>>>

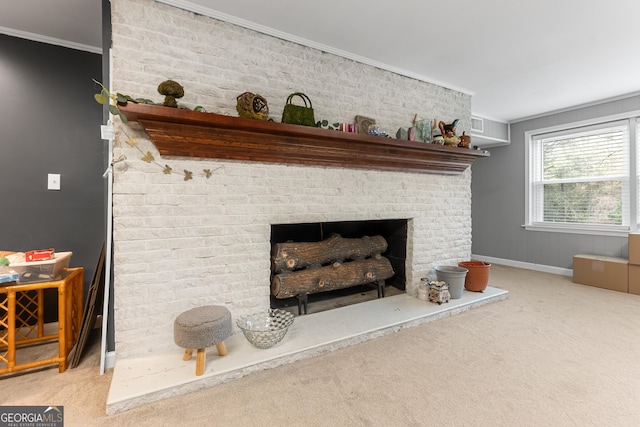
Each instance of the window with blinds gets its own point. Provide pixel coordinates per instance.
(580, 177)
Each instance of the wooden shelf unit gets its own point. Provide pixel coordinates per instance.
(187, 133)
(22, 320)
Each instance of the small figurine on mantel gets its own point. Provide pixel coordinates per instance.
(449, 133)
(171, 91)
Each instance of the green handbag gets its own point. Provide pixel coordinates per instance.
(297, 114)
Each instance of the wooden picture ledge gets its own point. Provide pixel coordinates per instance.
(187, 133)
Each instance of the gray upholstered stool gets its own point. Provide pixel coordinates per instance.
(202, 327)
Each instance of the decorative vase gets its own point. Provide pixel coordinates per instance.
(478, 275)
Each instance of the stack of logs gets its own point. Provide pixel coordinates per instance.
(302, 268)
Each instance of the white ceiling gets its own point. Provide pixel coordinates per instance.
(516, 59)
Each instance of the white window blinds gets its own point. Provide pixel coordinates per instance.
(581, 176)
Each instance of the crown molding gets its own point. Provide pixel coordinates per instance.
(49, 40)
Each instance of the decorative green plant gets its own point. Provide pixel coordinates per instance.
(105, 97)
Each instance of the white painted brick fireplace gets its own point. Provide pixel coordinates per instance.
(180, 244)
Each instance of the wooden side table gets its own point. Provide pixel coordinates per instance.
(22, 319)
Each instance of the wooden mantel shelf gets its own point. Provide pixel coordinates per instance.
(180, 132)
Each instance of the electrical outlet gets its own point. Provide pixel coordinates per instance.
(53, 182)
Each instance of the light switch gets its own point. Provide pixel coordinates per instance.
(53, 182)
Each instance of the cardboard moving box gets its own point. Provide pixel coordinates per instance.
(601, 271)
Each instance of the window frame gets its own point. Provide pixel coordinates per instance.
(632, 120)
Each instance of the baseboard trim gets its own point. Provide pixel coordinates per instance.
(110, 360)
(525, 265)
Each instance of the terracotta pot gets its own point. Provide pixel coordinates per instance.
(478, 276)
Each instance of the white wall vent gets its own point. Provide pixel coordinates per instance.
(477, 124)
(487, 133)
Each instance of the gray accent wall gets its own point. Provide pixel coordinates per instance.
(50, 123)
(498, 200)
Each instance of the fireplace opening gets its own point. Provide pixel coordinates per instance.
(392, 232)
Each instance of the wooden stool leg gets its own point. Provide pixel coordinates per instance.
(201, 360)
(188, 352)
(222, 349)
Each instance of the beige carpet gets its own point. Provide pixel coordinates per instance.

<<<

Set task —
Each record above should come back exactly the same, only without its pictures.

Exercise result —
Each instance of the window with blinds gets its own point. Provide pixel coordinates per instance.
(580, 177)
Each instance of the wooden shelf unit gets its own point. Provide pixel coordinates per instance.
(187, 133)
(22, 320)
Each instance of the small figurine on mantel gets its own point. Provide pixel coordinates per instance.
(449, 133)
(171, 91)
Each instance of the green handbag gets its own point. Provide pixel coordinates per instance.
(297, 114)
Each instance of the wooden picture ledge gets its own point. Provide pixel coordinates per instance.
(187, 133)
Each instance of the gray upholstered stool gets its own point. Provide pixel coordinates per instance.
(202, 327)
Each instance of the decorative vase gets its own point. Provide pixel coordinates per instance.
(478, 275)
Each instance of the stack of logs gets its own point. Provide pixel coordinates per instance.
(302, 268)
Each instance of the white ceiling gets its own point. Provide pixel coordinates per instance.
(516, 59)
Each instance of the white window blinds gets its own point. Provide pixel coordinates per instance.
(581, 176)
Each instance of the crown molding gets its own point. Provide pixel coordinates per instance.
(49, 40)
Each instance of the decorative green plant gets its own point. Provide pixel coordinates per instance.
(105, 97)
Each instance of the white painted brick fireplace gets its own point. Provide pixel coordinates per instance.
(180, 244)
Each instance of the wooden side table gets its own point. Provide pixel coordinates per instance.
(22, 319)
Each instance of the wooden mantel shelf gets its own point. Provide pixel coordinates per instance.
(180, 132)
Each instance of the electrical outlet gets its own point. Provide pixel coordinates per instance.
(53, 182)
Each instance of the light switch gets its own point. Provide pixel coordinates per instance.
(53, 182)
Each instance of the cardboard moving box gets its own point. Provide pixel coordinates per instance.
(601, 271)
Each instance of the window frame gets its own point. Provide pixel coordinates per instance.
(632, 120)
Each instance of the baseboard trim gets its own point. Provide pixel coordinates per instance.
(110, 360)
(525, 265)
Each instance of the terracotta pot gets its own point. Provide pixel coordinates per instance.
(478, 276)
Each instance of the white wall vent gets its own point. Provide pixel coordinates per instance.
(477, 124)
(487, 133)
Each instance of the gray accent wall gets its own point. Provide pixel coordinates per instance.
(50, 123)
(498, 200)
Each instance of the fireplace opening gets its own point. Provide pixel coordinates per instance.
(392, 232)
Each instance of the wooden stool leg gets its own point. Provide pixel coordinates per instance.
(201, 360)
(188, 352)
(222, 349)
Each instance of the beige carpet gets its own point. Provide pixel coordinates per instance.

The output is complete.